Opdracht 1:
Noem alle begrippen die in de bron onder "Artikel 1 Begrippen" een eigen nummer hebben.

Bron:

Type plan: bestemmingsplan
Naam van het plan: Derde partiële herziening Noordoost, Mfa Duitslandstraat
Status: voorontwerp
Plan identificatie: NL.IMRO.0353.201604MfaDlstraat-Vo01

Regels

1 Inleidende regels 
Artikel 1 Begrippen
                               
1.1 plan
het bestemmingsplan Derde partiële herziening Noordoost, Mfa Duitslandstraat van de gemeente IJsselstein.
 
1.2 bestemmingsplan
de geometrisch bepaalde planobjecten als vervat in het GML-bestand NL.IMRO.0353.201604MfaDlstraat-Vo01 met de bijbehorende regels (en eventuele bijlagen).
 
1.3 aanbouw
1.4 aanduiding
een geometrisch bepaald vlak of figuur, waarmee gronden zijn aangeduid, waar ingevolge de regels regels worden gesteld ten aanzien van het gebruik en/of het bebouwen van deze gronden.
 
1.5 aanduidingsgrens
de grens van een aanduiding indien het een vlak betreft.
 
1.6 aanduidingsvlak
een geometrisch bepaald vlak met eenzelfde aanduiding.

(Annotatierecords voor detectie)
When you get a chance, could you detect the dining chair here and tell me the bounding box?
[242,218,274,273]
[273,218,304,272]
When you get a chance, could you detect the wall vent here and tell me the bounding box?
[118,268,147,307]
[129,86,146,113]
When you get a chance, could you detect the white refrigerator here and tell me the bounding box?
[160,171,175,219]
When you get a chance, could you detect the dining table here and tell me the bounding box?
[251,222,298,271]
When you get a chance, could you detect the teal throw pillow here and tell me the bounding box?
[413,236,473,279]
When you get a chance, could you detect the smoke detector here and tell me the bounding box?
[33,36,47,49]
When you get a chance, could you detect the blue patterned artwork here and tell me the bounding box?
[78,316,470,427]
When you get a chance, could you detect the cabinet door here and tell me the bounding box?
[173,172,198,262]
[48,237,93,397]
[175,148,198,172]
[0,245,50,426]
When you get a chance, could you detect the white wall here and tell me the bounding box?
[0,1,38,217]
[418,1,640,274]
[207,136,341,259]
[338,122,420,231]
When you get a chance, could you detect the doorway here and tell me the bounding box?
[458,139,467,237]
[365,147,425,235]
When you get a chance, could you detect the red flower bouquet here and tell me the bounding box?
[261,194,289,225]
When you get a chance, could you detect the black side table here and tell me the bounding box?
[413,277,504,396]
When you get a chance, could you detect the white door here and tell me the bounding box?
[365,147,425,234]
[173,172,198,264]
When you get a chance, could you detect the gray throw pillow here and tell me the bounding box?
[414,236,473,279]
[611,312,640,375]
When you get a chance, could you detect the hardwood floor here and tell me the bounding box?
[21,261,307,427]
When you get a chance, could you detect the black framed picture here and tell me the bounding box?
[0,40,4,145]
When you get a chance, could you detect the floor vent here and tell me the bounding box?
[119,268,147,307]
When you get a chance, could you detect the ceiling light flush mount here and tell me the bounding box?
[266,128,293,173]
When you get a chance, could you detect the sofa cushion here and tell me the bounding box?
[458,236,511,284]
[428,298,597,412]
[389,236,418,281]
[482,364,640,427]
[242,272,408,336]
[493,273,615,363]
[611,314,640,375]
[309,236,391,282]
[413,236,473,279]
--
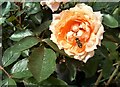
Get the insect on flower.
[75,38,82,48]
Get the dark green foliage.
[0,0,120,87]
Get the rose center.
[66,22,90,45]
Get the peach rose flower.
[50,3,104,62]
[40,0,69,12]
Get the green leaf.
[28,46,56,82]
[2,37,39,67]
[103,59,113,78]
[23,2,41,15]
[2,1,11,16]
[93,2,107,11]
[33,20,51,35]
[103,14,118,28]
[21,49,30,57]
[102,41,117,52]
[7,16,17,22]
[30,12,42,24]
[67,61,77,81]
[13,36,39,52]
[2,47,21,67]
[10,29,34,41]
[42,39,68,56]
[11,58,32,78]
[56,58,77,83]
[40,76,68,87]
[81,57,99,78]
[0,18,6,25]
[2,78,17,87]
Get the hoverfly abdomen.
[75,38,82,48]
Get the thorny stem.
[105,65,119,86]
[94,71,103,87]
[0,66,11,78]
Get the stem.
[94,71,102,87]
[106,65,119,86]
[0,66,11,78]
==
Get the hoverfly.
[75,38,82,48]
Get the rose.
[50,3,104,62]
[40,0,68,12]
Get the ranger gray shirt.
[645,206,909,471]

Opdracht 2:
Zoek in de rijen alle regels met het woord "gray" en neem elk van die regels over.

Antwoord 1:
1.1 plan
1.2 bestemmingsplan
1.3 aanbouw
1.4 aanduiding
1.5 aanduidingsgrens
1.6 aanduidingsvlak

Antwoord 2:
When you get a chance, could you detect the gray throw pillow here and tell me the bounding box?
Get the ranger gray shirt.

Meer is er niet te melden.